● VORLIEGENDER TEXT
Bratach Bana, das Lied von der Weißen Fahne, die auf Skye hängt und auch in Büchern von Compton Mackenzie vorkommt. Es singt Dick Gaughan.
Im Moment wird viel nach Schottland gereist, auf die Britischen Inseln überhaupt, das hängt mit dem Pfundkurs zusammen, aber egal. Viele Reisende fragen in den sozialen Medien: Was soll ich lesen, wenn ich nach Schottland fahre? Und immer gebe ich die eine selbstverständliche Antwort, aber am Ende lesen alle doch ganz moderne Krimis, und damit hat sich’s. Dabei finde ich meine Antwort perfekt: Lest Compton Mackenzie, dann kriegt ihr das perfekte Hochland- und Inselgefühl und außerdem eine Einführung ins Gälische.

● GEGEBENE EINTRÄGE
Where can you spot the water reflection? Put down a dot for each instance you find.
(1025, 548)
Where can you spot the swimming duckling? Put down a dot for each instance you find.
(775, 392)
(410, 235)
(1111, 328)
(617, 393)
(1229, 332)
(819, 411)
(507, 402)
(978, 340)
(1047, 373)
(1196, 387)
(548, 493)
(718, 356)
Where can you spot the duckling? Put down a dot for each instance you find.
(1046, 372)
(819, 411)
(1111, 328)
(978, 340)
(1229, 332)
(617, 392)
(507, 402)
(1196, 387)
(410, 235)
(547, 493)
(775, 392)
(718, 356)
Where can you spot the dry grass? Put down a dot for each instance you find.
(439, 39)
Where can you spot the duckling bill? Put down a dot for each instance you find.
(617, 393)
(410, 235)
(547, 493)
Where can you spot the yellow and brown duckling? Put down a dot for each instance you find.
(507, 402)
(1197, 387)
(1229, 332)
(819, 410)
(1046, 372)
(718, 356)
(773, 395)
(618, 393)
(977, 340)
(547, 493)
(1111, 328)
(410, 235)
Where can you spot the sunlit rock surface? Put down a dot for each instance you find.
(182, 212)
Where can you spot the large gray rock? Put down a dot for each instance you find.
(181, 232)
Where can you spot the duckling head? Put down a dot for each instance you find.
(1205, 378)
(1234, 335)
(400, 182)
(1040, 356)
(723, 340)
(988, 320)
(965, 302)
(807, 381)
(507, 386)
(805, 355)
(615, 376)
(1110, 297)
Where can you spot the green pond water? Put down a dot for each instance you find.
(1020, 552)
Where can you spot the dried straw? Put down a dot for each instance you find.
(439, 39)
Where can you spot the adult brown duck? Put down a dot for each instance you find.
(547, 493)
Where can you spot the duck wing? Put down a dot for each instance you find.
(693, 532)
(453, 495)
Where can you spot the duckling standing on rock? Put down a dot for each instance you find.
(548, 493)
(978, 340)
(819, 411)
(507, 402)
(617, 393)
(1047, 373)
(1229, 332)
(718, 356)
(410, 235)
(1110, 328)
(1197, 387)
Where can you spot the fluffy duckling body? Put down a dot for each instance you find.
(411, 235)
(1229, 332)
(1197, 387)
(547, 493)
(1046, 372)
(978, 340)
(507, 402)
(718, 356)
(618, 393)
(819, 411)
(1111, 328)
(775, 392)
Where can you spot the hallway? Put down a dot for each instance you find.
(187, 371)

● AUFGABEN
1. Nennen Sie alle geografischen Namen, die im Text über Lektüre für Schottlandreisende vorkommen.
2. Beantworten Sie die folgenden Fragen zum Text über Lektüre für Schottlandreisende:
(a) Wer singt das Lied Bratach Bana?
(b) Womit hängt es zusammen, dass derzeit viel nach Schottland gereist wird?
(c) Was lesen die Reisenden am Ende doch?
3. Setzen Sie den Text über Lektüre für Schottlandreisende nach seinem letzten Satz fort.

● LÖSUNGEN
1. Skye, Schottland, die Britischen Inseln

2.
(a) Dick Gaughan
(b) Mit dem Pfundkurs
(c) Ganz moderne Krimis

3.
Das sollte doch als Empfehlung reichen? Mein erstes Buch von ihm habe ich mit vierzehn gelesen, war noch nie in Schottland gewesen, aber danach war alles klar: Hin, sobald es irgendwie möglich ist, und: Gälisch lernen, sobald es irgendwie möglich ist. Und das, obwohl ich ihn auf Deutsch gelesen hatte, und wie ich nachher feststellte, waren die Übersetzungen sehr betulich und brav. Vieles Gälische war rausgekürzt oder eingeenglischt, sicher, um die zarten Nerven der Lesenden zu schonen. Doch aus Mac ’ic Eachainn einen schnöden Hector McDonald zu machen, das grenzt schon an ein Verbrechen (seit es mir passiert ist, daß ein Verlag erbarmungslos die in einem Roman vorkommenden walisischen Wörter rausgestrichen hat, um das hiesige Publikum nicht zu verwirren, werde ich mich natürlich hüten, der Übersetzerin, Elisabeth Schnack, irgendwelche Vorwürfe zu machen). Also, Compton Mackenzie auf Englisch lesen. Oder neu übersetzen lassen, das wär’s doch.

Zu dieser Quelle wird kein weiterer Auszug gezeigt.